■ TASK OBJECTIVE
Task for the records below: please retype exactly and only the lines from the first through the one with "positive clicks: (429, 12)", with every picture omitted.

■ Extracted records
----
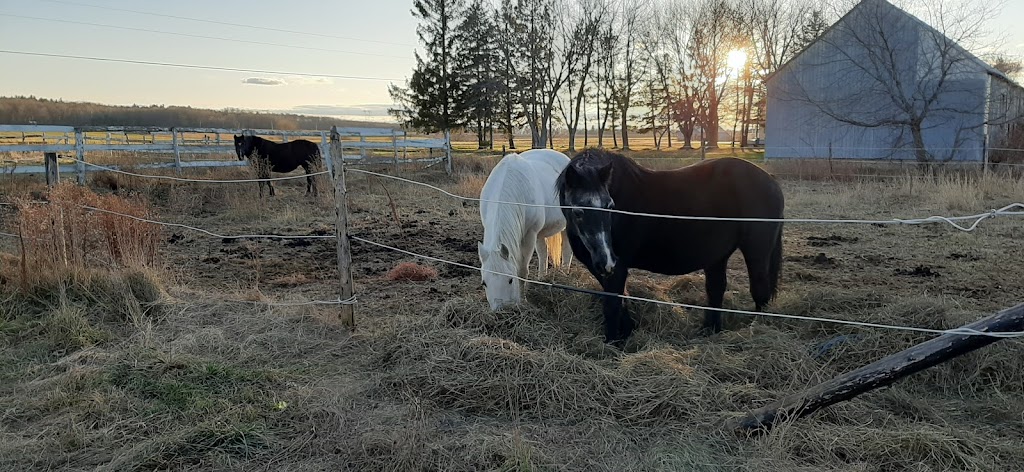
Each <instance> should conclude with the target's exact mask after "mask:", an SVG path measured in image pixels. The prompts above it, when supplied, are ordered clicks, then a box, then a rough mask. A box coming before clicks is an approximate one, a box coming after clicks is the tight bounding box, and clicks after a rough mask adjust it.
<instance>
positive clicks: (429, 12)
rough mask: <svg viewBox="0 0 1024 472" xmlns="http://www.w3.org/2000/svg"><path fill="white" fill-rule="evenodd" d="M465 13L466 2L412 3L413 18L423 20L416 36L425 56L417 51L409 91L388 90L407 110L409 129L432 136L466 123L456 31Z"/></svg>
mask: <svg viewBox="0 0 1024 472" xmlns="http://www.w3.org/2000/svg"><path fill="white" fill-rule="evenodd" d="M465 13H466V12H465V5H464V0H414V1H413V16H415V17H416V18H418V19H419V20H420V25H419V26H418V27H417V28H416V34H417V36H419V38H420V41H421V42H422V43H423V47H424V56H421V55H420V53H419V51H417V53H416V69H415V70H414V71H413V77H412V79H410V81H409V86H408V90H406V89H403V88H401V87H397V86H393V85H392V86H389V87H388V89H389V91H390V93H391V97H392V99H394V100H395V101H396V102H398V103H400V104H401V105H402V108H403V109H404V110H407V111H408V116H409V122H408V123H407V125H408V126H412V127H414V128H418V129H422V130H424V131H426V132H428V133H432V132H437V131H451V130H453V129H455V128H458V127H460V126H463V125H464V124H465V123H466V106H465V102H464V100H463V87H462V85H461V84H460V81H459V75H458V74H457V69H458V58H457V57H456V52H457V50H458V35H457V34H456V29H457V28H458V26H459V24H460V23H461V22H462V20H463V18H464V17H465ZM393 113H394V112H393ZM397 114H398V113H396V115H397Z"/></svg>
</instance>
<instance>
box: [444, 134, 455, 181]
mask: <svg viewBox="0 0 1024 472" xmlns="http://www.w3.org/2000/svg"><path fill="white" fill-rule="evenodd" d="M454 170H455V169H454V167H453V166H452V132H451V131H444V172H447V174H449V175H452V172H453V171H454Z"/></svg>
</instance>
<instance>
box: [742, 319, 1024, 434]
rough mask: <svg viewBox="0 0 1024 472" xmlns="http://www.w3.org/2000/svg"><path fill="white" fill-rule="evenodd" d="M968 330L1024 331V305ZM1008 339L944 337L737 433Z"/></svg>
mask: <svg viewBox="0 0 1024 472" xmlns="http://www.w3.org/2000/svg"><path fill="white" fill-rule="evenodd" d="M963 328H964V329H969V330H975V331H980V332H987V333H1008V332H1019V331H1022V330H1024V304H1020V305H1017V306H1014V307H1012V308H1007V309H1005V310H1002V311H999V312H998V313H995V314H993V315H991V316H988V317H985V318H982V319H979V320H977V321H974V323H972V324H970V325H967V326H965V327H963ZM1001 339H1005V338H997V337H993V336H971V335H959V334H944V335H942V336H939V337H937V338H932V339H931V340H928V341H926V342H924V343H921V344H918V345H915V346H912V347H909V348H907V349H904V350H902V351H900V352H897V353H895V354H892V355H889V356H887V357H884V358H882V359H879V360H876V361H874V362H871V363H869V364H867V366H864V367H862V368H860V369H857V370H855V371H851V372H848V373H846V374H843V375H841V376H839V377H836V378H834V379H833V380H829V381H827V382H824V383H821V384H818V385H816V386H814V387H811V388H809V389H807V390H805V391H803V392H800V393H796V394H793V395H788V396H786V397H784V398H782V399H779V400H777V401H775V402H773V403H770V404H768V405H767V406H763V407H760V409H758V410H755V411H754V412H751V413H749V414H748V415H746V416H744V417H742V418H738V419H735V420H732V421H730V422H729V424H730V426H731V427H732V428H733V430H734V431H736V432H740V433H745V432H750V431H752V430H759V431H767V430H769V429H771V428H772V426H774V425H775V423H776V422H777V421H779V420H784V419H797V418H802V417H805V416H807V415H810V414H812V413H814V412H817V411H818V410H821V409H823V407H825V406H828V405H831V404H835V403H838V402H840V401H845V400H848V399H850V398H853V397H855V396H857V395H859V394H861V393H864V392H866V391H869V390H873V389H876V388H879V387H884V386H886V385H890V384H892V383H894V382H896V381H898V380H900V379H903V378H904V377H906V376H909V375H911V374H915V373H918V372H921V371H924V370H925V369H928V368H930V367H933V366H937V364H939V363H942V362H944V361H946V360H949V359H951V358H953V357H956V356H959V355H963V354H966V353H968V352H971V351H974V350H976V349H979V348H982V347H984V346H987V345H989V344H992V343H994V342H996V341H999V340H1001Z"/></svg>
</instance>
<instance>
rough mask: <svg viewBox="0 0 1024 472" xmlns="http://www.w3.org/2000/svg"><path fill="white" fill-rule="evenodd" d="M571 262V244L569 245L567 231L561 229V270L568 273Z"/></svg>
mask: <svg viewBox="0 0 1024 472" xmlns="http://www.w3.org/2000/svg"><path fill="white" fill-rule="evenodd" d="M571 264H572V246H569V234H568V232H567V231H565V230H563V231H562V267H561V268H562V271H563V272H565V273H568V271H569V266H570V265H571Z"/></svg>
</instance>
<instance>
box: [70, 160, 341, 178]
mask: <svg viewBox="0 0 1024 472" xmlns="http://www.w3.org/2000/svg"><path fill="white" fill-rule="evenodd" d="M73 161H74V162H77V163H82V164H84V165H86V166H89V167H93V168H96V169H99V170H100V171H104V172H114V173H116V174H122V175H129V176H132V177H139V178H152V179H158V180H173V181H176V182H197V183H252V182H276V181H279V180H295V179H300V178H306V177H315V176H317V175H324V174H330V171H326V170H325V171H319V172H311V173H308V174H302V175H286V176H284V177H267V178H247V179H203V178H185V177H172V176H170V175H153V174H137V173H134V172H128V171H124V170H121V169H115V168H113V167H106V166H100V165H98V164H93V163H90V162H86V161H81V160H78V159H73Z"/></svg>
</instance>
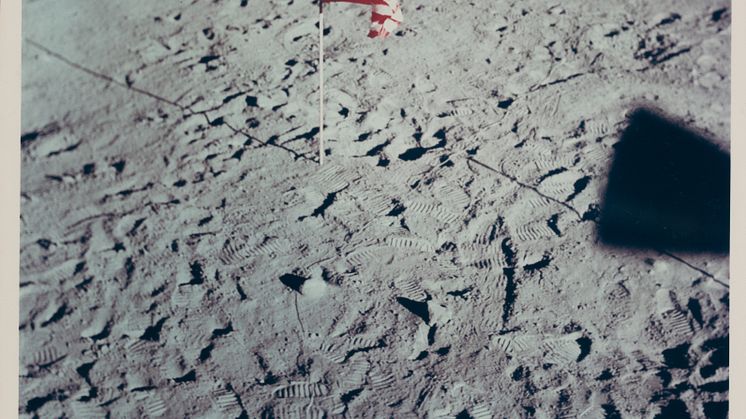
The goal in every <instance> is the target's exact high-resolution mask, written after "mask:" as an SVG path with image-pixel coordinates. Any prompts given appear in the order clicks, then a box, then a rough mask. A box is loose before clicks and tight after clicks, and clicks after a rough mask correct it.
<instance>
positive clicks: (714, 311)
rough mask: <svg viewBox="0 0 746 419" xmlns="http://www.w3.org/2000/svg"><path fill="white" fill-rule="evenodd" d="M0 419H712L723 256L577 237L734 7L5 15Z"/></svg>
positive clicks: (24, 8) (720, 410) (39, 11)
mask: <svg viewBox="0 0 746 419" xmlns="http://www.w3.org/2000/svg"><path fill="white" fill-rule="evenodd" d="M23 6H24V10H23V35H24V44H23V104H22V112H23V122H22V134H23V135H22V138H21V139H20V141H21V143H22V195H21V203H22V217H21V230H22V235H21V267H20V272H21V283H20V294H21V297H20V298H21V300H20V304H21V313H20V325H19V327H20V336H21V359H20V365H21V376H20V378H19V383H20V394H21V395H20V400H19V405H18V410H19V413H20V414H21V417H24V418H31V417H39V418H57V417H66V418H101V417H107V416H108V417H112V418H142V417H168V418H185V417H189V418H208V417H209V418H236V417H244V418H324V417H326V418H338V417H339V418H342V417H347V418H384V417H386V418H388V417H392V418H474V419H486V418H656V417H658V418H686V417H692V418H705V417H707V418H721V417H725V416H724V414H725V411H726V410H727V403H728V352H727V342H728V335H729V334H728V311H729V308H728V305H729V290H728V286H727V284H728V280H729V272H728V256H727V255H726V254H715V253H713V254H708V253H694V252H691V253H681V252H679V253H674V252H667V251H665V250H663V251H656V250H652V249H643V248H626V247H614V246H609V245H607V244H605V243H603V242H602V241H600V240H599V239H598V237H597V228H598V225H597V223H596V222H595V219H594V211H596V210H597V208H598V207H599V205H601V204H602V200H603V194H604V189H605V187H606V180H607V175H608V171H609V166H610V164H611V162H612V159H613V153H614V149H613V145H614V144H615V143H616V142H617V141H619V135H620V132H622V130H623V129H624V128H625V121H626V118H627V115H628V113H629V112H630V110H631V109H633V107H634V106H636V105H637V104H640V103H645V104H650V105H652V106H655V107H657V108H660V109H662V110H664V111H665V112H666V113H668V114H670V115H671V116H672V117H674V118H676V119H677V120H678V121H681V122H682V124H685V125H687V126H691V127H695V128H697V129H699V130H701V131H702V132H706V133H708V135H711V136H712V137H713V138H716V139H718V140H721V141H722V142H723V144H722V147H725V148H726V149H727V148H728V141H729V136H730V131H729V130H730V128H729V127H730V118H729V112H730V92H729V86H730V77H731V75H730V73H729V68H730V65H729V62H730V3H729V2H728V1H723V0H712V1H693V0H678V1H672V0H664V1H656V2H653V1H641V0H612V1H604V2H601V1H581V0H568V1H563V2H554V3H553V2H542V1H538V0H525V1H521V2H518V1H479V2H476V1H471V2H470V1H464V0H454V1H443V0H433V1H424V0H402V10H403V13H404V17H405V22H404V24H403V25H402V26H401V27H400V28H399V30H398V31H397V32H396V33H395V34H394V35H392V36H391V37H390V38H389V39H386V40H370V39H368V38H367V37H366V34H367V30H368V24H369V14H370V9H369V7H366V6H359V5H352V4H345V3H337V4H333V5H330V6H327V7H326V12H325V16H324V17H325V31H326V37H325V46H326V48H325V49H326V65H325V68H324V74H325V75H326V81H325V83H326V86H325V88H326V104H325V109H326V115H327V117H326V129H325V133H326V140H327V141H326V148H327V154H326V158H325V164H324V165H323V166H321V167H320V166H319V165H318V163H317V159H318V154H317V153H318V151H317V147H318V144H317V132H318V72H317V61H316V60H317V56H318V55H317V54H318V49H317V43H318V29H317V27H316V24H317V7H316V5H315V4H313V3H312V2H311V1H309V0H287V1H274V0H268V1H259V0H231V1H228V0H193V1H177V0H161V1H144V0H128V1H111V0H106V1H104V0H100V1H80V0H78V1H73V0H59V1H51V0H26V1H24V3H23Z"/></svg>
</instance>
----
■ EXPECTED ANSWER
Each <instance> should conclude with the target's exact mask after "mask:", an SVG path measured in image pixels. The prompts above it, when supplied, are ordered clicks, then a box, then a rough mask. A box coming before clicks is an approximate one, a box coming after clicks is the tight bounding box, and clicks after a rough mask adjust it.
<instance>
positive clicks: (429, 12)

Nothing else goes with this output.